**Dataset**.

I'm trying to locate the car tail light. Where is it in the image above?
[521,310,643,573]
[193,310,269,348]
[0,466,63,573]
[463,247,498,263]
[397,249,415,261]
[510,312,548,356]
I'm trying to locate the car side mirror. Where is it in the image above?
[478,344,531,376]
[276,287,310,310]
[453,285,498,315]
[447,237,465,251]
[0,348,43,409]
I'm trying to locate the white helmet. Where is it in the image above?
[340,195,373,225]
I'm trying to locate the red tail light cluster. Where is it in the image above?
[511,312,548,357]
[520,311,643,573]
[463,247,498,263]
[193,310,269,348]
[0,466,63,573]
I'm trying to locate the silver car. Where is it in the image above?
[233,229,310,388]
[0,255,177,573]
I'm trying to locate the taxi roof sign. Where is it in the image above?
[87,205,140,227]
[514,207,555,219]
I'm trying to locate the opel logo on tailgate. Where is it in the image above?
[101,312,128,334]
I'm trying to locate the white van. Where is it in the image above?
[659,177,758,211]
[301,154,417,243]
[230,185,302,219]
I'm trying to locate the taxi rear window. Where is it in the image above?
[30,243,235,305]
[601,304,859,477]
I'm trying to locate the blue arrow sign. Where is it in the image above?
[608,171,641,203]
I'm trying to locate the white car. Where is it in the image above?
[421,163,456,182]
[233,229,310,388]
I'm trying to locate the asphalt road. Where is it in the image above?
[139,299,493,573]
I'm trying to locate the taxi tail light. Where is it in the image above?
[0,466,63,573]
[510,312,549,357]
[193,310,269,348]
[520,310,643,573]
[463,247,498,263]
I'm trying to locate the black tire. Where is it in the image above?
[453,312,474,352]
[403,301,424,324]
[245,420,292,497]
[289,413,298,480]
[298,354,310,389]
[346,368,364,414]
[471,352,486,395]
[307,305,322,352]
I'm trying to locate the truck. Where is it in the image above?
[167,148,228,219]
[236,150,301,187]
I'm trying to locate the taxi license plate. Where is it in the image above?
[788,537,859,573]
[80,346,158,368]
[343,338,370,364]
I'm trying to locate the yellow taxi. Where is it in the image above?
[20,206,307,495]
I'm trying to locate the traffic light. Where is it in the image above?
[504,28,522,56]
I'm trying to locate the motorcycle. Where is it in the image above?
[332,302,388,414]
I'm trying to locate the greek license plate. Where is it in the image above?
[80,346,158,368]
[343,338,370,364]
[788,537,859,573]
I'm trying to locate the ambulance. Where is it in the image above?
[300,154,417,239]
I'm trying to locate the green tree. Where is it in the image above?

**Instructions to follow**.
Reproduce the lines word for word, from the first line through the line containing "[139,299,493,573]", with both ends included.

**Written solution**.
I'm trying to locate the car tail light. Where is it in the image above?
[521,310,643,573]
[193,310,269,348]
[0,466,63,573]
[463,247,498,263]
[397,249,415,261]
[510,312,548,356]
I'm trying to locate the car side mirror. Where is it in the image above?
[478,344,531,376]
[276,287,310,310]
[453,285,498,315]
[447,237,465,251]
[0,348,43,409]
I'm trying to locate the white helmet. Where is it in the image above?
[340,195,373,225]
I'm trying to locate the red tail light cluster. Where is it in the image above?
[511,312,548,357]
[520,311,643,573]
[463,247,498,263]
[193,310,269,348]
[0,466,63,573]
I'm trying to locate the silver car. Where is it in the image above?
[233,229,310,388]
[0,255,177,573]
I'm trying to locate the taxi roof sign. Where is it in the image above?
[87,205,140,227]
[514,207,555,219]
I'm trying to locate the opel logo on tailgate. Where is it in the image above?
[101,312,128,334]
I'm trying to locate the white van. Where is it in the image above?
[659,177,758,211]
[301,154,417,243]
[230,185,302,219]
I'm trying to locate the taxi rear window. Where is it in the image above?
[30,243,235,305]
[601,304,859,477]
I'm trying to locate the blue arrow sign. Where is it in the image above?
[608,171,641,203]
I'm trying to locate the white car. Where is it in the image above?
[421,163,456,182]
[233,229,310,388]
I'm trying to locate the asphalt road. Where is it in the image above?
[139,299,493,573]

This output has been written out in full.